+++ GIVEN DATA
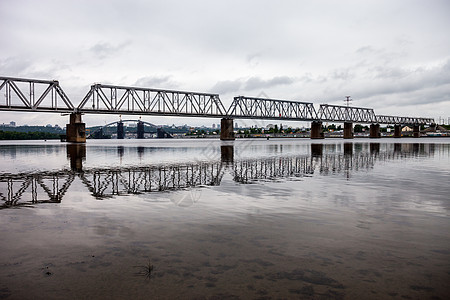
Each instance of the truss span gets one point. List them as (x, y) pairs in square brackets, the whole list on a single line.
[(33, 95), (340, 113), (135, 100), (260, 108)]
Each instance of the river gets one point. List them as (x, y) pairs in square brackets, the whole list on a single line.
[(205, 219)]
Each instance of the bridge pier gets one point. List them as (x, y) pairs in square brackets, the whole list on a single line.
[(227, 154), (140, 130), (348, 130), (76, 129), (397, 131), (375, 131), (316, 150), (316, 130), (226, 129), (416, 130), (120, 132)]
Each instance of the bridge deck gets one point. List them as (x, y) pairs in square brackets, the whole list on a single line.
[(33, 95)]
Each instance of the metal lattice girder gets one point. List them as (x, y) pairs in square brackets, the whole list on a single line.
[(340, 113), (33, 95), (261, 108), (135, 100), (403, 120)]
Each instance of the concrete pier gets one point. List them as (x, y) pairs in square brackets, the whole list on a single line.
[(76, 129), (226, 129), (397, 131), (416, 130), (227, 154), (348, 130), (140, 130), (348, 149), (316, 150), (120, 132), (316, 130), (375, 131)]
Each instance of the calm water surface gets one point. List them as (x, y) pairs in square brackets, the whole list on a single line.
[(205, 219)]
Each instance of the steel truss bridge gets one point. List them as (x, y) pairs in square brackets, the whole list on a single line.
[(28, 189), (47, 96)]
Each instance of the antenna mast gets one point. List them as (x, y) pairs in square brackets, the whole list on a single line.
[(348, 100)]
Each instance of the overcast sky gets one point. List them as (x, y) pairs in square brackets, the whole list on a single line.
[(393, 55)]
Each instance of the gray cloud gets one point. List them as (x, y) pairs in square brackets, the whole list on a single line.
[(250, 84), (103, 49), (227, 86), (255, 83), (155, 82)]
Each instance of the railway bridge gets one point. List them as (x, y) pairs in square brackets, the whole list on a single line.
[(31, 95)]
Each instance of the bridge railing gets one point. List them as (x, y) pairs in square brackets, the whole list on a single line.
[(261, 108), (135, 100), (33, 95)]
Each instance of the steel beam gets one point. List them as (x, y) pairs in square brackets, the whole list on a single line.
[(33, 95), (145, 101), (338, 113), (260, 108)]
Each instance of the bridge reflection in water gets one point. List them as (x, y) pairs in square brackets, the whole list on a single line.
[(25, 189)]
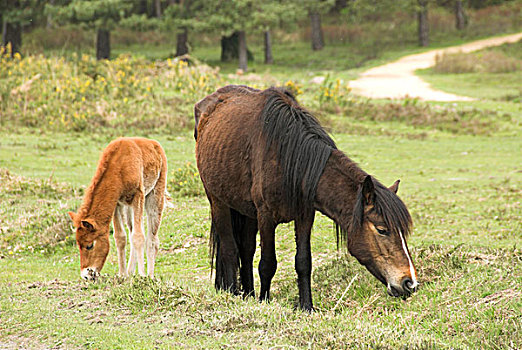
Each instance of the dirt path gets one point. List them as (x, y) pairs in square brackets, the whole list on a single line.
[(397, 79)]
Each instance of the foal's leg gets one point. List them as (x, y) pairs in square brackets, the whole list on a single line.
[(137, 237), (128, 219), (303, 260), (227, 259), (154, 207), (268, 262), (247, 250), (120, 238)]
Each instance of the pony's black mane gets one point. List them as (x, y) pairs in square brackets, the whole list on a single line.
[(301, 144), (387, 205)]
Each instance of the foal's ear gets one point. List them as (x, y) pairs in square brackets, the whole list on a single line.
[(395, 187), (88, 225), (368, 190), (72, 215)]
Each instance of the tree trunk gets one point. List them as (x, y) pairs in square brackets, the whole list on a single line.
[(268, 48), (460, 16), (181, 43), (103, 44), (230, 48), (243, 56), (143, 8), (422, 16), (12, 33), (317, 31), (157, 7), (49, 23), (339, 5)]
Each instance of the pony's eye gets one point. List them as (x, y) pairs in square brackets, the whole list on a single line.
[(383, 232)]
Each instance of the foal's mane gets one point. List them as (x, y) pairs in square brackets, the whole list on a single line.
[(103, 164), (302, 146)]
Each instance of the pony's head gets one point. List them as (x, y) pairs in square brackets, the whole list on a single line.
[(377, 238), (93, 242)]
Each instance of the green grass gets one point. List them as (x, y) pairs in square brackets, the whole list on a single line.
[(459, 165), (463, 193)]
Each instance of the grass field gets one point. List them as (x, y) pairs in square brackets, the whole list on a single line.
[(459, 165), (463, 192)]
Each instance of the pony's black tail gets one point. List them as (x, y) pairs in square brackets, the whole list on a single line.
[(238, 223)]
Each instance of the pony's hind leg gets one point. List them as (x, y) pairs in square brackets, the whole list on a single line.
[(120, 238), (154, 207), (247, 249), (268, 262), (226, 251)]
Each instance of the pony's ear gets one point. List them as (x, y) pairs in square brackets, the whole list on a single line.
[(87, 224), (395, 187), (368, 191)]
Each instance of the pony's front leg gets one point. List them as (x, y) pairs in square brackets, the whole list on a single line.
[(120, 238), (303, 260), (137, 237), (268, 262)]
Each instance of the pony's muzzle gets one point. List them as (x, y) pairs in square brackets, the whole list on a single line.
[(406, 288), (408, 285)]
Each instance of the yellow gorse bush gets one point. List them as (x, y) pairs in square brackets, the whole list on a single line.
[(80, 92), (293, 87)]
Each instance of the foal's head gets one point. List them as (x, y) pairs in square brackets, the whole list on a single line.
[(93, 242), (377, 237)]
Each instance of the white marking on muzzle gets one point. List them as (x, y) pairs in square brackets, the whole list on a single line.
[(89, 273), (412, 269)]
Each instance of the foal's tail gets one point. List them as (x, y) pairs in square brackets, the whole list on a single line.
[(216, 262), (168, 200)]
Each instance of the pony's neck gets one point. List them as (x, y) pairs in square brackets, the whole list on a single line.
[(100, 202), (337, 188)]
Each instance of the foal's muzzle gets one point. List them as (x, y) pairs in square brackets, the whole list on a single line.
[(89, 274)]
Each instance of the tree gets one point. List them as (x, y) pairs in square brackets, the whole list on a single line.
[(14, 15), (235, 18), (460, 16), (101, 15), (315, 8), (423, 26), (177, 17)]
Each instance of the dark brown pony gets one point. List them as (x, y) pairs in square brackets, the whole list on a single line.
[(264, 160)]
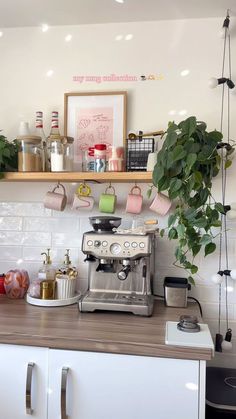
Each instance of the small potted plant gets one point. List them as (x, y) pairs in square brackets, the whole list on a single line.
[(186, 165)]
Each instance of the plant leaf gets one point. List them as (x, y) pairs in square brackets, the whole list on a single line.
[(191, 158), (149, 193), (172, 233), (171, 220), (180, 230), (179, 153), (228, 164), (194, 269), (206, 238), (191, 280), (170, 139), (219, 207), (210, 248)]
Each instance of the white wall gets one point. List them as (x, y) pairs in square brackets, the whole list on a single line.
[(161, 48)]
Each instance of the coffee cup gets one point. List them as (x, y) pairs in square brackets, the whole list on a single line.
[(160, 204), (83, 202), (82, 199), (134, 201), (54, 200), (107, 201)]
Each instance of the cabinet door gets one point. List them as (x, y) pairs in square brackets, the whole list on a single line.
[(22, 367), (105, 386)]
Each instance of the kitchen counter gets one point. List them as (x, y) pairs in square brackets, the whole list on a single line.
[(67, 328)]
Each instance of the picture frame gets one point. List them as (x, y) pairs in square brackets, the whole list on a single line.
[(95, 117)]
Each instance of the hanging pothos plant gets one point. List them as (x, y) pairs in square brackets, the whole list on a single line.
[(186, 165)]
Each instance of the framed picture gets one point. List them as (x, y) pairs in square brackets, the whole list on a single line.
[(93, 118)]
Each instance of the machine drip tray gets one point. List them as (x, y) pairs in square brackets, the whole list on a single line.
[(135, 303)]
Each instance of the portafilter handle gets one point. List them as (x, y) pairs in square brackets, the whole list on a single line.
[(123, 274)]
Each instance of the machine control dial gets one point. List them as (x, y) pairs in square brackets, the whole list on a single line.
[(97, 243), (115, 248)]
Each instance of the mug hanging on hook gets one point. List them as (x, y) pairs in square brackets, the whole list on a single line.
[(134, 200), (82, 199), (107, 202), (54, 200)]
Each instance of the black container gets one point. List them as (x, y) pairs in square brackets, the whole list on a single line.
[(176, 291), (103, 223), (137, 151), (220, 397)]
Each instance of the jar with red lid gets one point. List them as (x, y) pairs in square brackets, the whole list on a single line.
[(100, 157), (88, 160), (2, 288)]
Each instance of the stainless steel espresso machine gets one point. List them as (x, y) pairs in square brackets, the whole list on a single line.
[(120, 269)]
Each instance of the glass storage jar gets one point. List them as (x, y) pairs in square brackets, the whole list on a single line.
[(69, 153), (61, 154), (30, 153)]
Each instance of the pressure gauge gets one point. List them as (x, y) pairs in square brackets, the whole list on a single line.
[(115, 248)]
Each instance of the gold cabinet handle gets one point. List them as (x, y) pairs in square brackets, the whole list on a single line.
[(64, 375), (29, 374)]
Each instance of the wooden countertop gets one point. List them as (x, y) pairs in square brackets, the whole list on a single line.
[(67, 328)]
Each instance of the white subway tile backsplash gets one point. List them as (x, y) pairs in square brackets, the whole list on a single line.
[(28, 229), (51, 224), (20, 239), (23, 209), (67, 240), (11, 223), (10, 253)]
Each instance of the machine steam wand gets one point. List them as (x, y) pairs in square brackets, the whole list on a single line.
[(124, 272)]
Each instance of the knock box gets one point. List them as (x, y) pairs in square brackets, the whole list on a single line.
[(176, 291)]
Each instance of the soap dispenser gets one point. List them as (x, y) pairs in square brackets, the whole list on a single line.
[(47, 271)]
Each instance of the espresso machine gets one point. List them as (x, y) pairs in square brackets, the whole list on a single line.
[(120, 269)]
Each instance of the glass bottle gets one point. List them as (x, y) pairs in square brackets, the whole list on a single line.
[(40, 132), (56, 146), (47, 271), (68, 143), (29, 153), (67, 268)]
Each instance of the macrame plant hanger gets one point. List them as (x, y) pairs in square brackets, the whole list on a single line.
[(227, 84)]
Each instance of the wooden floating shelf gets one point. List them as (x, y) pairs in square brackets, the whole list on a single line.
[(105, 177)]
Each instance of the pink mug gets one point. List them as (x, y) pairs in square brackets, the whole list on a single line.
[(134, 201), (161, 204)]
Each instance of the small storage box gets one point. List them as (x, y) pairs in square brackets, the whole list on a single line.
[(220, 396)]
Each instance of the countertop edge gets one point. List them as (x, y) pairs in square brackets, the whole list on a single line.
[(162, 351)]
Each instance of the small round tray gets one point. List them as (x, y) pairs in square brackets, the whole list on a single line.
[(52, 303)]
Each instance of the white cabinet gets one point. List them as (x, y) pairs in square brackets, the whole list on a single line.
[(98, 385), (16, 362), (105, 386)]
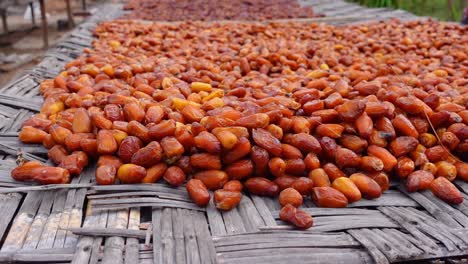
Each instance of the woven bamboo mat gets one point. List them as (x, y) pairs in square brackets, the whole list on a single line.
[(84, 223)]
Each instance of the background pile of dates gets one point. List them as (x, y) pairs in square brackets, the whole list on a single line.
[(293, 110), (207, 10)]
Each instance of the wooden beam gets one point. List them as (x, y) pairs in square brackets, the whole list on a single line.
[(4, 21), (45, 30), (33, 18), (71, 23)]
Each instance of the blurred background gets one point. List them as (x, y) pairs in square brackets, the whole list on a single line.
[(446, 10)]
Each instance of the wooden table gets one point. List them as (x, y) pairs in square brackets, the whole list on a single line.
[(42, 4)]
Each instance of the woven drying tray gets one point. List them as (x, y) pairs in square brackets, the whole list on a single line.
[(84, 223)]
++++++
+++ GIVEN DATA
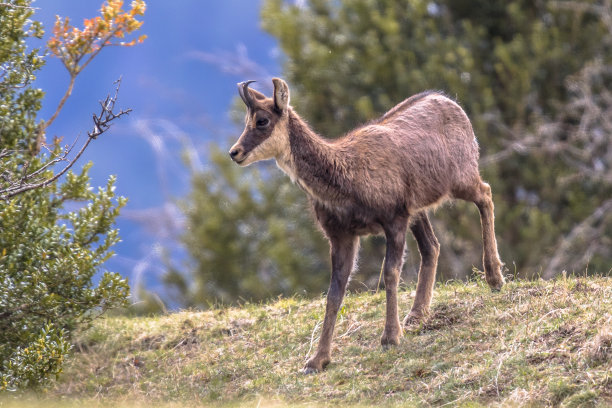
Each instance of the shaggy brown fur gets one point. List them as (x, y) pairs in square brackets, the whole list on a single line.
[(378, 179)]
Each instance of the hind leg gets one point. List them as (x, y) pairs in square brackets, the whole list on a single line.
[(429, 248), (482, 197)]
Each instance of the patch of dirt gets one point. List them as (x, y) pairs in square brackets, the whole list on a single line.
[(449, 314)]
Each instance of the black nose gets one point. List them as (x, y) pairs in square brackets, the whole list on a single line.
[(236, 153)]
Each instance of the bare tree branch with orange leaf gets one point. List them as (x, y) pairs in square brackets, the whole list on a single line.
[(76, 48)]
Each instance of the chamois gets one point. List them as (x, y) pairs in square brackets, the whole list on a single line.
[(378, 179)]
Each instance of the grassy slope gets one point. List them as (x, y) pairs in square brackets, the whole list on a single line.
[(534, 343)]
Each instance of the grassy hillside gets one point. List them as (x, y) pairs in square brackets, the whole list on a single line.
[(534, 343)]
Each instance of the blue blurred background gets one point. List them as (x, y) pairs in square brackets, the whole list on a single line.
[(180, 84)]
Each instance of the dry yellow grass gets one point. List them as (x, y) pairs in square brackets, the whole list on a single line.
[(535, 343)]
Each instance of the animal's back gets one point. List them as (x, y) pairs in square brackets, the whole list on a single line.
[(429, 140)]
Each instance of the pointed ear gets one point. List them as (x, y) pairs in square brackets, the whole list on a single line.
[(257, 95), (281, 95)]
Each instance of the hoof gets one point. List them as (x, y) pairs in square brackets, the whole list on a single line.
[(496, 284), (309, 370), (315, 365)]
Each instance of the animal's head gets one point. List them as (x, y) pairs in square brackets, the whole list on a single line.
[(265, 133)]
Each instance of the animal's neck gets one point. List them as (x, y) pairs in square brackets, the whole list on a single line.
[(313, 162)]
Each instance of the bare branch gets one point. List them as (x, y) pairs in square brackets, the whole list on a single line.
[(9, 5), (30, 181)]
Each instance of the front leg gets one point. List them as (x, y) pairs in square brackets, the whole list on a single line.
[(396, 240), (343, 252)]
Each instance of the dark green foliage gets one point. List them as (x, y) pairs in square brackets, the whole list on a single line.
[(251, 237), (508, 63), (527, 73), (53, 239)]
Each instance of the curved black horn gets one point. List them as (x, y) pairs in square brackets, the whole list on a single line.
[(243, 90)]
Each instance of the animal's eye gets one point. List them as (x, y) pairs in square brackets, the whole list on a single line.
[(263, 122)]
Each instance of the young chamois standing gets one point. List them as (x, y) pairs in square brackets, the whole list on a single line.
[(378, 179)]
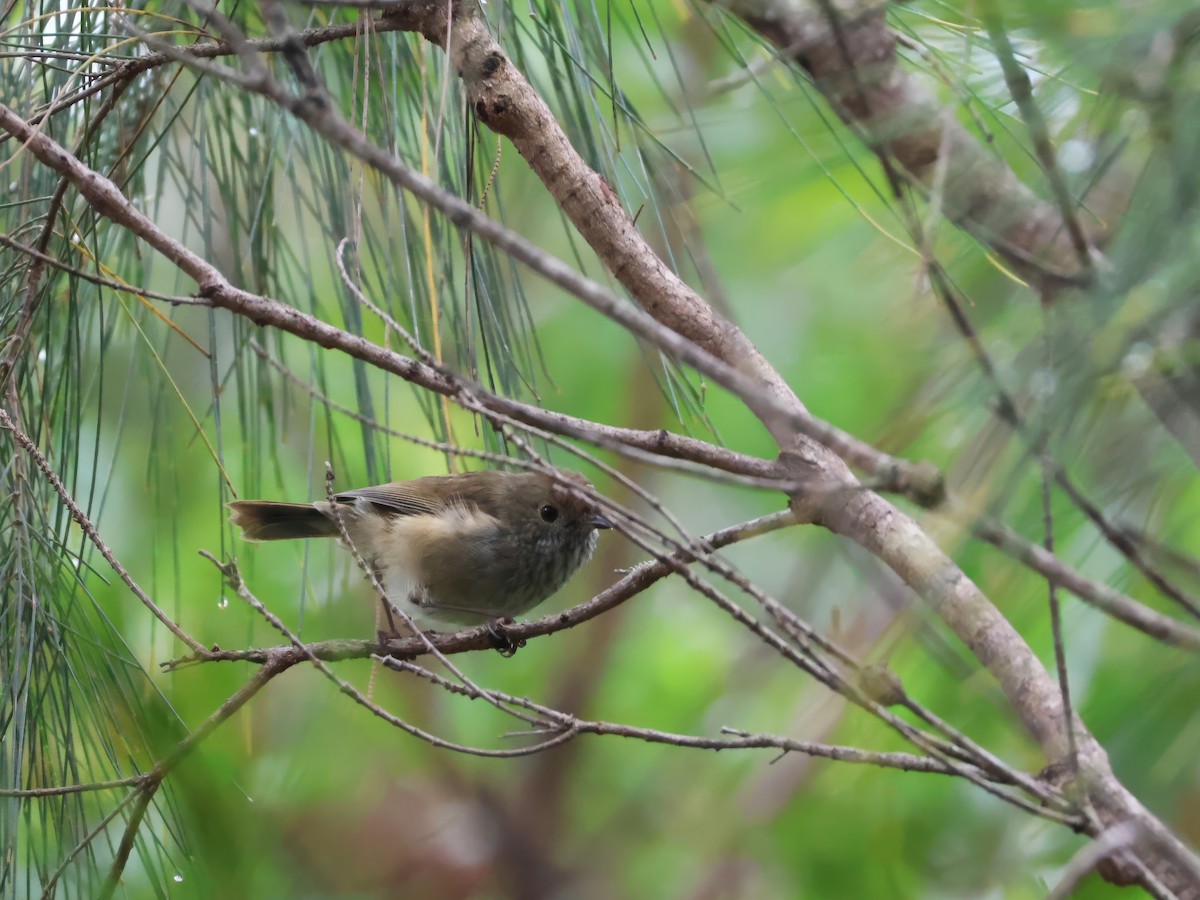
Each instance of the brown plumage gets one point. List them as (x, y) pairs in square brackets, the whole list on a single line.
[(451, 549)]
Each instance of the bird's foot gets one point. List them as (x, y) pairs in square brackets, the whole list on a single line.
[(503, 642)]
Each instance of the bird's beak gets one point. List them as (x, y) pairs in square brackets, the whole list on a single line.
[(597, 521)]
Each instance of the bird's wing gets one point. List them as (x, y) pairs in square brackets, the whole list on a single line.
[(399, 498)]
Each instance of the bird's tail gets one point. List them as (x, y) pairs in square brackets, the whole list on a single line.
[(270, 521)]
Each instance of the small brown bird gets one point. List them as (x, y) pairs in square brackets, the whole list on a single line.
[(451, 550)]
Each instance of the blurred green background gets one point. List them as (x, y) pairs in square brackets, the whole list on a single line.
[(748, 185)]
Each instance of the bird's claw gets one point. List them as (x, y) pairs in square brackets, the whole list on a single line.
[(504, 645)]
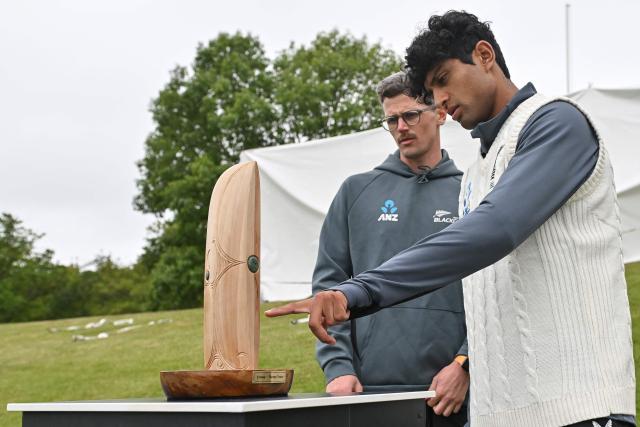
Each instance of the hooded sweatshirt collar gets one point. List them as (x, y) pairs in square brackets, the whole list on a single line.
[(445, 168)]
++++++
* **REQUEST**:
Count the lines in the dataset lines above that contain the string "truss", treating uppercase and lowercase as distinct, and give only the number.

* **WRITTEN SOLUTION**:
2